Reproduce the listing below without any change.
★ ★ ★
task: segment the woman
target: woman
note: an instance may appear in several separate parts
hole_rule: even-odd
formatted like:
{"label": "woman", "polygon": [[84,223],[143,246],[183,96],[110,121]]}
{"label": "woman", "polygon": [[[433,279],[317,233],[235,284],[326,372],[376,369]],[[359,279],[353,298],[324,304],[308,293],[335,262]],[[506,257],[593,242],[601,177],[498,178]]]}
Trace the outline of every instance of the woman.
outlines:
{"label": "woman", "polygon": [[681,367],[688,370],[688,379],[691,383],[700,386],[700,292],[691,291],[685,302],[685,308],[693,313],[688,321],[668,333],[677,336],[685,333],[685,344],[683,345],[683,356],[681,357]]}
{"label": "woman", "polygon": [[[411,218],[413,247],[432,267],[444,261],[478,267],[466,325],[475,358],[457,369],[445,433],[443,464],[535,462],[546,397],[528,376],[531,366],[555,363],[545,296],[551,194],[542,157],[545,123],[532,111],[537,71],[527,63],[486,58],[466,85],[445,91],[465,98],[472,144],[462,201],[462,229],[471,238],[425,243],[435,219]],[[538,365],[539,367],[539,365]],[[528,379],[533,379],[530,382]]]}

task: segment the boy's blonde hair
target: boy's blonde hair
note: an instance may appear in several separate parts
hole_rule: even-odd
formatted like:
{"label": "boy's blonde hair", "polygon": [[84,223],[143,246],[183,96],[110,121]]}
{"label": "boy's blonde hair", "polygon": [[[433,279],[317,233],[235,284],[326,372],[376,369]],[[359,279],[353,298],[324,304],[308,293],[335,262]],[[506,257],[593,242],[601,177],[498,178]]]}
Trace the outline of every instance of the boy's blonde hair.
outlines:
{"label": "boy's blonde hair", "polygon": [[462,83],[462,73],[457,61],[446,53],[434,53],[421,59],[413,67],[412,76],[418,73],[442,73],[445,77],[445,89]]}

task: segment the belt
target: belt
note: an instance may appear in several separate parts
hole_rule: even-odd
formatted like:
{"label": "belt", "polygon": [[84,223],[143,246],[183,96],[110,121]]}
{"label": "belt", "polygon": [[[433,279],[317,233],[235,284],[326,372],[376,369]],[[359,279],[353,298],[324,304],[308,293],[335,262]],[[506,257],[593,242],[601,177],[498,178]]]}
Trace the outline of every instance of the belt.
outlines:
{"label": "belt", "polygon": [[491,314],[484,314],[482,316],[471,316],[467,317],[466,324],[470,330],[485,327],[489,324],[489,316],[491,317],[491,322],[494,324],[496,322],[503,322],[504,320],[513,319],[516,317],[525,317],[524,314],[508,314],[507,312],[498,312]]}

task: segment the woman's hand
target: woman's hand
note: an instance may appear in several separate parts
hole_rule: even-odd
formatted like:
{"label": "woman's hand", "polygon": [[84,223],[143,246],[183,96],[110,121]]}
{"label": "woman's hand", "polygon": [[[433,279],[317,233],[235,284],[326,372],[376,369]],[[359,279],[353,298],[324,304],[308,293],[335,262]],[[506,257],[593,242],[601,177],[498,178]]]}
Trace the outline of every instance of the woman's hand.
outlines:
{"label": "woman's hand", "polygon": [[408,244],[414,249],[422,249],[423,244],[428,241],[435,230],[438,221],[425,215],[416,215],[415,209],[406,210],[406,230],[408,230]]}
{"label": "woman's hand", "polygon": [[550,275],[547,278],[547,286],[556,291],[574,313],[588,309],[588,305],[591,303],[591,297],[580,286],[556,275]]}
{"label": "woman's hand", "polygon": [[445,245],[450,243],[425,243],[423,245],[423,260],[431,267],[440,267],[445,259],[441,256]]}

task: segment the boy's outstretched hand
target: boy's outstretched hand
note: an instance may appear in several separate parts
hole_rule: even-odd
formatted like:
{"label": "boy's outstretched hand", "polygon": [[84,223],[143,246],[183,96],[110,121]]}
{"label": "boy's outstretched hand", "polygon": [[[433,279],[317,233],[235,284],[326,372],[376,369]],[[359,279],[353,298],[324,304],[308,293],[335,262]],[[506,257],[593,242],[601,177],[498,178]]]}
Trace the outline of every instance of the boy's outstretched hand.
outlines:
★ ★ ★
- _TASK RESULT_
task: segment the woman
target: woman
note: an instance may appear in several separate parts
hole_rule: even-odd
formatted like:
{"label": "woman", "polygon": [[84,223],[143,246],[183,96],[110,121]]}
{"label": "woman", "polygon": [[[433,279],[317,233],[235,284],[326,372],[376,369]],[[359,279],[353,298],[324,304],[308,293],[335,262]],[[506,257],[593,242],[601,177],[498,178]]]}
Trace the outline of every instance of the woman.
outlines:
{"label": "woman", "polygon": [[681,367],[688,370],[688,379],[691,383],[700,386],[700,292],[691,291],[685,302],[685,308],[693,313],[688,321],[668,333],[677,336],[685,333],[685,344],[683,345],[683,356],[681,357]]}
{"label": "woman", "polygon": [[[411,218],[413,247],[432,267],[444,261],[478,267],[466,325],[475,358],[457,369],[445,433],[443,464],[535,462],[546,397],[528,376],[531,366],[555,363],[545,296],[551,194],[542,157],[545,123],[532,111],[537,71],[527,63],[486,58],[466,85],[445,91],[465,98],[472,144],[462,201],[462,229],[471,238],[425,243],[435,219]],[[538,365],[539,367],[539,365]],[[528,379],[533,379],[530,382]]]}

task: segment the boy's blonde hair
target: boy's blonde hair
note: an instance may appear in several separate parts
hole_rule: even-odd
formatted like:
{"label": "boy's blonde hair", "polygon": [[84,223],[143,246],[183,96],[110,121]]}
{"label": "boy's blonde hair", "polygon": [[[433,279],[317,233],[235,284],[326,372],[376,369]],[[359,279],[353,298],[324,304],[308,293],[335,262]],[[506,257],[593,242],[601,177],[498,178]]]}
Trace the outline of every instance of the boy's blonde hair.
outlines:
{"label": "boy's blonde hair", "polygon": [[462,83],[462,73],[457,61],[446,53],[434,53],[421,59],[413,67],[412,76],[418,73],[442,73],[445,77],[445,89]]}

task: segment the belt
target: belt
note: an instance may appear in several separate parts
hole_rule: even-odd
formatted like:
{"label": "belt", "polygon": [[84,223],[143,246],[183,96],[110,121]]}
{"label": "belt", "polygon": [[[433,279],[317,233],[235,284],[326,372],[376,369]],[[359,279],[353,298],[324,304],[308,293],[335,262]],[[506,257],[593,242],[601,177],[498,178]]]}
Trace the outline of every instance of the belt.
outlines:
{"label": "belt", "polygon": [[491,314],[484,314],[482,316],[471,316],[467,317],[466,324],[470,330],[485,327],[489,324],[489,316],[491,317],[491,322],[494,324],[496,322],[503,322],[504,320],[513,319],[516,317],[525,317],[524,314],[508,314],[507,312],[498,312]]}

task: segment the woman's hand
target: woman's hand
note: an instance may appear in several separate parts
hole_rule: even-odd
formatted like:
{"label": "woman's hand", "polygon": [[84,223],[143,246],[183,96],[110,121]]}
{"label": "woman's hand", "polygon": [[[433,279],[317,233],[235,284],[326,372],[376,369]],[[359,279],[353,298],[324,304],[308,293],[335,262]],[[506,257],[593,242],[601,177],[498,178]]]}
Trace the outline of every instance of the woman's hand.
outlines:
{"label": "woman's hand", "polygon": [[408,244],[414,249],[422,249],[423,244],[428,241],[435,230],[438,221],[425,215],[416,215],[415,209],[406,210],[406,230],[408,230]]}
{"label": "woman's hand", "polygon": [[550,275],[547,278],[547,286],[556,291],[574,313],[588,309],[588,305],[591,303],[591,297],[580,286],[556,275]]}
{"label": "woman's hand", "polygon": [[445,245],[450,243],[425,243],[423,245],[423,260],[431,267],[440,267],[445,259],[441,256]]}

task: segment the boy's outstretched hand
target: boy's outstretched hand
note: an instance may appear in several separate parts
hole_rule: even-odd
formatted like:
{"label": "boy's outstretched hand", "polygon": [[84,223],[143,246],[183,96],[110,121]]}
{"label": "boy's outstretched hand", "polygon": [[[433,279],[317,233],[235,284],[326,372],[376,369]],[[359,279],[353,298],[324,304],[308,293],[335,262]],[[506,257],[593,242],[601,177],[498,178]]]}
Trace the outline of every instance of the boy's outstretched hand.
outlines:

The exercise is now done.